**WHAT NEEDS TO BE DONE**
Put every line of each record into a numbered list, and leave out any blank lines.

**ROWS**
== == ==

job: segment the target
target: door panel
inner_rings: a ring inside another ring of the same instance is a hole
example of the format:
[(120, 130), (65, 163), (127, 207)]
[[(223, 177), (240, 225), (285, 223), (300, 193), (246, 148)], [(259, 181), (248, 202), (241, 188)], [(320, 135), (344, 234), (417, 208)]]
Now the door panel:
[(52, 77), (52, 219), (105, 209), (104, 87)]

== == ==

**SOLUTION TO THE PROBLEM**
1. job: segment the target
2. target: door panel
3. inner_rings: a ring inside another ring of the same instance is a hole
4. example of the format:
5. [(120, 130), (65, 163), (127, 207)]
6. [[(223, 177), (240, 225), (285, 223), (300, 193), (246, 148)], [(259, 181), (248, 202), (241, 188)], [(320, 135), (344, 234), (417, 208)]]
7. Now the door panel:
8. [(52, 77), (52, 219), (105, 209), (104, 87)]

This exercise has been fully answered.